SOURCE TEXT =
>>

16 Mr Collison was called by Westpac. He is the Associate Director of the Fund Derivatives Section for Managed Funds for Westpac. His evidence is that when Westpac needs to “rebalance” and responds to a sales trigger there is a pool of money generated from the redemption of the Units and these moneys are invested in zero coupon bonds in the present case. The purchase price for the bonds is the amount which invested on the purchase date which will then accrue in value to a fixed maturity date without any interest payments in the interim. In this case that date is 25 June 2012. The face value on this approach is greater than the purchase price because it must incorporate a return for the investment. Mr Collison was cross-examined in relation to the consequence that on his approach the value of each zero coupon bond purchased would have a market value ranging between in round terms $1.15 and $1.84 as shown in the Summary Table set out in [5] above.
“ Mr Collison :
A This promise to pay $2,002,514.40 [speaking in relation to the BT Smaller Companies Fund] … is our promise to pay so we will pay dollar for dollar at the face value that amount.
Q What you do is you assume the promise to pay at the $2.002 figure and divide that by the number of Units, correct?
A Yes.
Q And by that means purport to identify the market value in the zero coupon bonds?
A Yes.
Q You say that produces a result in which the market value for Westpac’s promise to pay zero coupon bonds on maturity, referable to that parcel, is a premium of some 80-odd per cent per zero coupon bond unit?
A No, it is not a premium. Zero coupon bonds, per se, do not trade in units . They trade as dollar amounts. So, when the bonds were purchased they were purchased for a dollar amount to receive a dollar amount at a future date in each case at maturity. That is how bonds trade. They do not trade in terms of units. So, that argument holds if you would suggest that each dollar value was assigned exactly one unit. But clearly in this case, since units are derived as the original Units invested in the underlying managed funds for dollar for dollar, as in a dollar investment or a dollar face value, it does not translate to a dollar per unit of bond . It only translates where the dollar equates to one unit investment as defined Units in the agreement, but otherwise it is not relevant.

<<

DATA BLOCK =
>>

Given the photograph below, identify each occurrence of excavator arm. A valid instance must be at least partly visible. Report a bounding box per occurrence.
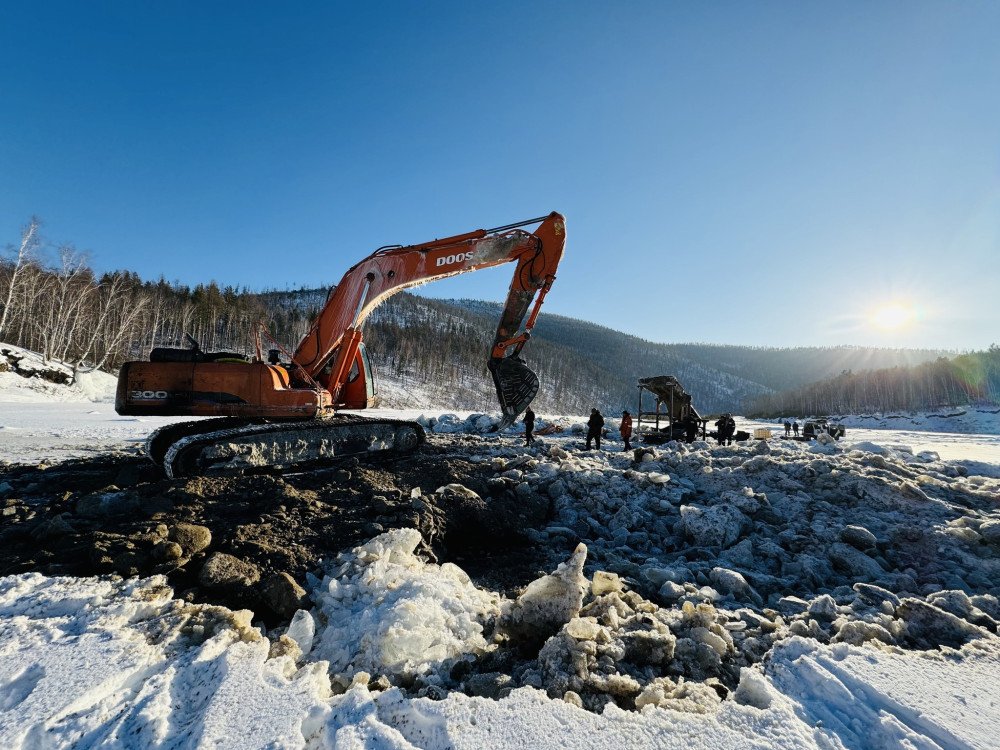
[292,212,566,424]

<<

OBJECTIVE =
Rewrite the part of the excerpt on Mr Collison's evidence starting with "Q What you do" and going on through "zero coupon bonds?", changing "zero coupon bonds" to "discount bonds".

EXERCISE OUTPUT =
Q What you do is you assume the promise to pay at the $2.002 figure and divide that by the number of Units, correct?
A Yes.
Q And by that means purport to identify the market value in the discount bonds?